(Pointing dataset records)
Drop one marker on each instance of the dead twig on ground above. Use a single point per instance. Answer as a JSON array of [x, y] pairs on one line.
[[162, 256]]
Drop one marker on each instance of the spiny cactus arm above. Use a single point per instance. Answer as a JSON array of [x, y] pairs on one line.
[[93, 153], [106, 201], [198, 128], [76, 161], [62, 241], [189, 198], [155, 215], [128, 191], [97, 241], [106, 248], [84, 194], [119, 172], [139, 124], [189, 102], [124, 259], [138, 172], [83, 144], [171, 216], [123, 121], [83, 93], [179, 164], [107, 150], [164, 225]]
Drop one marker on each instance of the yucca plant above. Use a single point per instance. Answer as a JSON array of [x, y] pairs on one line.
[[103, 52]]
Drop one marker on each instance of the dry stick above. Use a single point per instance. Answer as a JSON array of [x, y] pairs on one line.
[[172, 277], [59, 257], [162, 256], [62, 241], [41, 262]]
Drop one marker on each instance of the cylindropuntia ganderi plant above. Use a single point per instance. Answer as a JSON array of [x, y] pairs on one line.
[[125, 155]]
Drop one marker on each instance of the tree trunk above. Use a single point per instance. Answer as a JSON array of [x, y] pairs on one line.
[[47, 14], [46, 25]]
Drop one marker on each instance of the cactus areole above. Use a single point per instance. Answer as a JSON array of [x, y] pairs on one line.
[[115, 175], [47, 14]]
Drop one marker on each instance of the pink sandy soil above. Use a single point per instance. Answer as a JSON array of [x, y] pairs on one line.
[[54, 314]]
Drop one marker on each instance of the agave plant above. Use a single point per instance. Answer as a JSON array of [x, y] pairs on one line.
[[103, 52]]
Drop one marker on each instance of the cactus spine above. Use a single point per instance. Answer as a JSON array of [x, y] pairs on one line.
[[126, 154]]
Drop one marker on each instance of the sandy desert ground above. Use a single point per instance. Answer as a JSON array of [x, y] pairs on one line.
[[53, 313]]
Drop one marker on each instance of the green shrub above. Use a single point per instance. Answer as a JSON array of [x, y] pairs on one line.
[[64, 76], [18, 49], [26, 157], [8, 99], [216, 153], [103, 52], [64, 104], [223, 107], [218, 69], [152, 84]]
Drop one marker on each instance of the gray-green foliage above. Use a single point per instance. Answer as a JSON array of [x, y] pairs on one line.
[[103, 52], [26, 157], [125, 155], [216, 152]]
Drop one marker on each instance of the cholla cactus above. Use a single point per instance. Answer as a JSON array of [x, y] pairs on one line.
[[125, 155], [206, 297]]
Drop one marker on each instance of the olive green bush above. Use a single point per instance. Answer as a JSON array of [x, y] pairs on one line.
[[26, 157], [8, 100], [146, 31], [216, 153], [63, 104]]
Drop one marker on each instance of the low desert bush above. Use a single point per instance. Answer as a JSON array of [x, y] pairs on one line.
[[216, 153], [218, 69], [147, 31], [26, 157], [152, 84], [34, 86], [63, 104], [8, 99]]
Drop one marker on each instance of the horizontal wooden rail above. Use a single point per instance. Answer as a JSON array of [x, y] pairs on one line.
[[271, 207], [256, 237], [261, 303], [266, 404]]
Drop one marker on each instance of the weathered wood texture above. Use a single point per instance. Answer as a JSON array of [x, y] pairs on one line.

■ **Given exercise**
Retype the data exactly as given.

■ **Exercise answer**
Drop one marker on each instance of the dead twig on ground above. Use a single point per instance. Answer as a JSON array of [x, y] pairs on one line.
[[162, 256]]
Drop one marker on each instance of the spiny cactus arm above. Use a single point per instance. Answer as a JSON array of [x, y] pairs on one line.
[[93, 153], [106, 201], [198, 128], [76, 161], [62, 241], [189, 198], [155, 215], [128, 191], [97, 241], [106, 248], [84, 194], [119, 172], [139, 124], [189, 102], [124, 259], [138, 172], [83, 144], [171, 216], [123, 121], [83, 93], [179, 164], [107, 150], [164, 225]]
Drop one marker on each instance of the yucca plant above. Use a single point per instance. Answer as a JSON array of [x, y] pairs on one line.
[[103, 52]]
Drop one marker on each instance of the dry stick above. Use a single point per instance. Answer as a JSON array of [x, y] pairs on one line.
[[172, 277], [59, 257], [162, 256], [62, 241], [41, 262]]
Drop one marker on each instance of the cylindropuntia ganderi plant above. Use a single point per instance. Answer as a JSON array of [x, y] pairs on one line.
[[125, 155]]
Drop one marker on each instance of the tree trunk above. Use a single point per instance. Answer as a JSON array of [x, y] pairs on one line.
[[47, 14], [46, 25]]
Drop one marker on each instance of the cactus areole above. Use a single point per instance. Answer as a JSON array of [x, y] pairs on one line.
[[115, 175], [47, 14]]
Drop one marker on each instance of the pink sandy soil above. Use a single point per instance. Answer as a JSON array of [x, y] pairs on one line.
[[54, 314]]
Drop one marker on each instance of the agave plant above. Use a single point per instance. Answer as a JSON array of [x, y] pairs on one line.
[[103, 52]]
Drop one marker on each instance of the cactus spine above. Use a single point per instance. Answer as a JSON array of [x, y] pairs on one line.
[[126, 154]]
Drop one marker on each instance of the sandy desert ground above. Use a single point per instance. Answer as a JSON array of [x, y] pairs on one line.
[[53, 313]]
Drop one marker on each instance of the green shrub above. Use a single point per instance. Answer as a JSON array of [x, y] pairs on one line.
[[64, 76], [18, 49], [26, 157], [8, 99], [216, 153], [103, 52], [64, 104], [223, 107], [218, 69], [152, 84]]
Drop one marker on each instance of the gray-green foliage above. Use a single point per instance. Answer as a JSON array of [x, y] pairs on one line.
[[103, 52], [26, 157], [125, 155], [216, 152]]
Drop one marker on each instance of the cholla cactus above. Use a single point per instance. Answer as a JSON array of [x, y] pairs on one line.
[[125, 155], [206, 297]]
Drop one marker on each instance of the olive green bush above. Use a single point per instance. Answer as a JSON array of [x, y] pairs on one line.
[[26, 157], [8, 100], [146, 31], [216, 153], [63, 104]]
Drop one marker on each instance of the low desert bush above. Use a single point per instance. Answer as a JSON array of [x, y] pairs on one line.
[[216, 153], [218, 69], [147, 31], [26, 157], [152, 84], [34, 86], [63, 104], [8, 99]]
Drop one marker on each instance of the horizontal wooden rail above. Use a single point per instance. Answer as a JSON array of [x, y] pairs on one line.
[[271, 207], [256, 237], [261, 303], [266, 404]]
Drop one marker on each instance of the weathered wood texture above. Use a single point per instance. Answer as a JSON array of [x, y] pairs on one line.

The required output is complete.